Data shown start

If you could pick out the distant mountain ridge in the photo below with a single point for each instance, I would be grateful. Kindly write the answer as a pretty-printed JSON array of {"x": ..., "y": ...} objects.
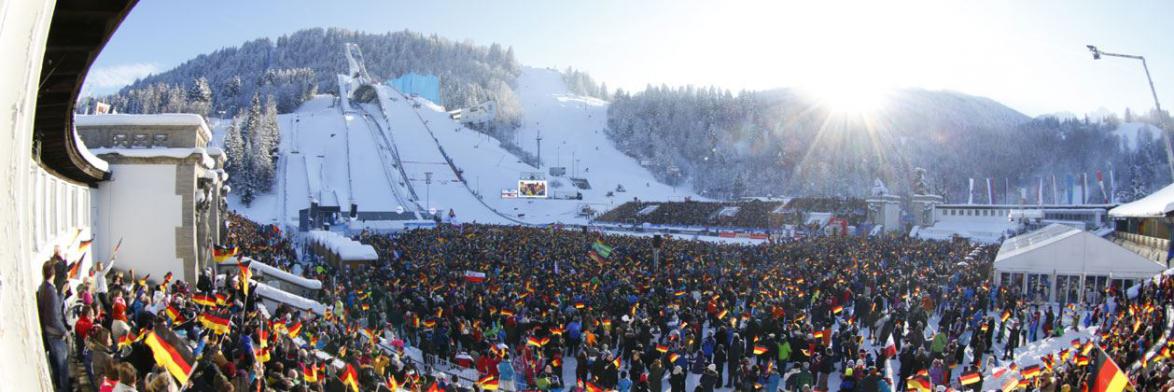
[{"x": 787, "y": 142}]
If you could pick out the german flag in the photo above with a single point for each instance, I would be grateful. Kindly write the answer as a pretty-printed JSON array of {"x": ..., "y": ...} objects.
[
  {"x": 128, "y": 339},
  {"x": 350, "y": 378},
  {"x": 1107, "y": 377},
  {"x": 262, "y": 355},
  {"x": 223, "y": 254},
  {"x": 1048, "y": 362},
  {"x": 310, "y": 373},
  {"x": 392, "y": 384},
  {"x": 919, "y": 384},
  {"x": 203, "y": 301},
  {"x": 487, "y": 383},
  {"x": 295, "y": 330},
  {"x": 1087, "y": 347},
  {"x": 174, "y": 315},
  {"x": 75, "y": 268},
  {"x": 969, "y": 378},
  {"x": 245, "y": 275},
  {"x": 170, "y": 353},
  {"x": 1030, "y": 371},
  {"x": 214, "y": 323}
]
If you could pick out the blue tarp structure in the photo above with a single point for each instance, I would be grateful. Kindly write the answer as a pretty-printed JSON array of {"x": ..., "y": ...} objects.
[{"x": 412, "y": 83}]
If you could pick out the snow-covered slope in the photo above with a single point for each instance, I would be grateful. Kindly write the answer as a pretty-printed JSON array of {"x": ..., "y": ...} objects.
[
  {"x": 1129, "y": 133},
  {"x": 337, "y": 153},
  {"x": 572, "y": 129}
]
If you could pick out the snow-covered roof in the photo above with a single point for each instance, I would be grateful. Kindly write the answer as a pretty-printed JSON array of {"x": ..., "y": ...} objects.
[
  {"x": 148, "y": 153},
  {"x": 269, "y": 270},
  {"x": 1155, "y": 205},
  {"x": 345, "y": 248},
  {"x": 86, "y": 154},
  {"x": 144, "y": 120},
  {"x": 285, "y": 297},
  {"x": 1065, "y": 250},
  {"x": 980, "y": 229}
]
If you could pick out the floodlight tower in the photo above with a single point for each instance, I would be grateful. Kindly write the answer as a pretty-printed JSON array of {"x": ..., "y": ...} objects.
[{"x": 1161, "y": 115}]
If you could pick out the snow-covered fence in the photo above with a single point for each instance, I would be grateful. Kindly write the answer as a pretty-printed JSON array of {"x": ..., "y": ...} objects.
[{"x": 339, "y": 249}]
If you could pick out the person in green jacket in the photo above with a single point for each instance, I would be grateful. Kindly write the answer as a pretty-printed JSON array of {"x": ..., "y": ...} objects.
[
  {"x": 784, "y": 352},
  {"x": 801, "y": 378},
  {"x": 938, "y": 345}
]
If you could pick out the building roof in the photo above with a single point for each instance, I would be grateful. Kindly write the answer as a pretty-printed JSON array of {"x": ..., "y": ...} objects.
[
  {"x": 1065, "y": 250},
  {"x": 146, "y": 120},
  {"x": 78, "y": 32},
  {"x": 1156, "y": 204},
  {"x": 345, "y": 248}
]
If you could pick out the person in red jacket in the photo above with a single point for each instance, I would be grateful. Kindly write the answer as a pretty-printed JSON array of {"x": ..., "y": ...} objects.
[{"x": 83, "y": 325}]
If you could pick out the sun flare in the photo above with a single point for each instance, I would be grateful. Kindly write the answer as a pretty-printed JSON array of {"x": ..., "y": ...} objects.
[{"x": 850, "y": 100}]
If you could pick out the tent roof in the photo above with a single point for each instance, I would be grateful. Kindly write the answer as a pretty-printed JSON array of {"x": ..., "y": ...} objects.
[
  {"x": 1155, "y": 205},
  {"x": 1060, "y": 249}
]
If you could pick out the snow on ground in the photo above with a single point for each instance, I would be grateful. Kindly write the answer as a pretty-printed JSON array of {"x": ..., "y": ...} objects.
[
  {"x": 326, "y": 155},
  {"x": 338, "y": 155},
  {"x": 1129, "y": 133}
]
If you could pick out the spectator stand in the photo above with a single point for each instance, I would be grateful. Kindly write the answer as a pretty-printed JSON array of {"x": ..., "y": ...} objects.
[
  {"x": 279, "y": 278},
  {"x": 339, "y": 250}
]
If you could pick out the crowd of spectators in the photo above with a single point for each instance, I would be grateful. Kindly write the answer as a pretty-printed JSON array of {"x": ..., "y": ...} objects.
[
  {"x": 559, "y": 310},
  {"x": 749, "y": 215}
]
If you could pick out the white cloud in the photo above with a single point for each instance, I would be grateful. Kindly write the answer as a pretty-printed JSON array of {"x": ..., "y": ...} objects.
[{"x": 103, "y": 80}]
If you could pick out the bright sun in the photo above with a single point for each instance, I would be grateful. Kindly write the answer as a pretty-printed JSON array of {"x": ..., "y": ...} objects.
[{"x": 854, "y": 100}]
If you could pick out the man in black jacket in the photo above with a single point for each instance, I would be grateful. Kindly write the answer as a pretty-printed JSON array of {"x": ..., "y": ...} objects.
[{"x": 53, "y": 328}]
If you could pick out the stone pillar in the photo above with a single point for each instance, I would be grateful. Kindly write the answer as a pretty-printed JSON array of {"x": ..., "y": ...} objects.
[
  {"x": 885, "y": 210},
  {"x": 923, "y": 207}
]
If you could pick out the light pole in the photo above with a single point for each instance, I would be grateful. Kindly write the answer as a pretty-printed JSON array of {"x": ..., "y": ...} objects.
[
  {"x": 427, "y": 190},
  {"x": 1161, "y": 115}
]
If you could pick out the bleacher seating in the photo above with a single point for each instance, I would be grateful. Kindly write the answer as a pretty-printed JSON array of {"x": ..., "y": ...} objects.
[{"x": 750, "y": 214}]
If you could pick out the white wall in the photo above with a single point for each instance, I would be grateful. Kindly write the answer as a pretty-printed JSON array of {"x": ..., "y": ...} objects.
[
  {"x": 22, "y": 33},
  {"x": 139, "y": 204}
]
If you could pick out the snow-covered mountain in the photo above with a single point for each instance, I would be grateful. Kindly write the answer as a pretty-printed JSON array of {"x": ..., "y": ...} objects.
[{"x": 393, "y": 155}]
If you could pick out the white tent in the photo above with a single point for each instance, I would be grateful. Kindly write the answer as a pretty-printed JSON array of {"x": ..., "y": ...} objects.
[
  {"x": 1067, "y": 262},
  {"x": 1155, "y": 205}
]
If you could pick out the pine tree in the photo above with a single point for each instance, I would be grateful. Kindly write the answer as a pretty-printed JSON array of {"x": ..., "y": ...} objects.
[
  {"x": 269, "y": 123},
  {"x": 200, "y": 96},
  {"x": 234, "y": 149}
]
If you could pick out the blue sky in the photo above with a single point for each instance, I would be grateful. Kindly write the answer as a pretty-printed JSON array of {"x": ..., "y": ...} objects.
[{"x": 1030, "y": 55}]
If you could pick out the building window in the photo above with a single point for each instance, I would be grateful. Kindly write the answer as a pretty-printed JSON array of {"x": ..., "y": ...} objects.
[
  {"x": 140, "y": 141},
  {"x": 121, "y": 140}
]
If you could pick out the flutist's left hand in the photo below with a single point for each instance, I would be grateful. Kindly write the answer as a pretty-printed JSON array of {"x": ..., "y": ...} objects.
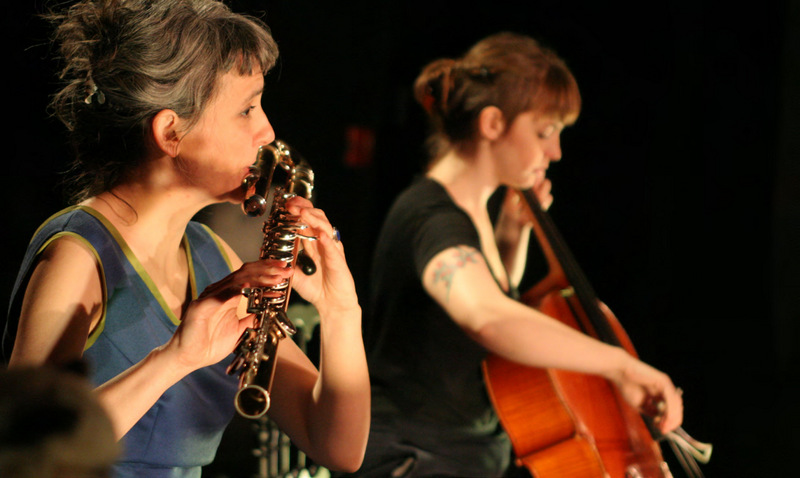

Data shown end

_Stated goal_
Transcribe the records verbatim, beginning with the line that contains "If you could pick out the white tent" and continuing through the end of the records. Leave the pictures out.

_Exercise output_
If you could pick out the white tent in the photo above with a single point for each instance, I would be grateful. Kindly write the answer as a pretty-printed JSON array of {"x": ..., "y": ...} objects.
[
  {"x": 1067, "y": 262},
  {"x": 1155, "y": 205}
]
If you could pick out the pine tree in the photo above with a single point for each instance, I would be grateful. Kindly write the answer as a pretty-printed JSON array of {"x": ..., "y": ...} objects.
[
  {"x": 269, "y": 123},
  {"x": 200, "y": 96},
  {"x": 234, "y": 149}
]
If you could pick out the blue sky in the photo above with a single point for each instance, I would be grateful. Kindly write the answer as a pretty-printed JSON array of {"x": ..., "y": ...} objects.
[{"x": 1030, "y": 55}]
If you could pick out the building window in the photo above with a single point for each instance, I would be grateful. Kindly write the answer as a pretty-printed JSON array of {"x": ..., "y": ...} objects.
[
  {"x": 140, "y": 141},
  {"x": 121, "y": 140}
]
If you could pick out the flutist's left hand in the photo below with a single point for each instance, I would be grateful. Kindly write the answer as a pretty-printed JSON array of {"x": ..., "y": ...} objects.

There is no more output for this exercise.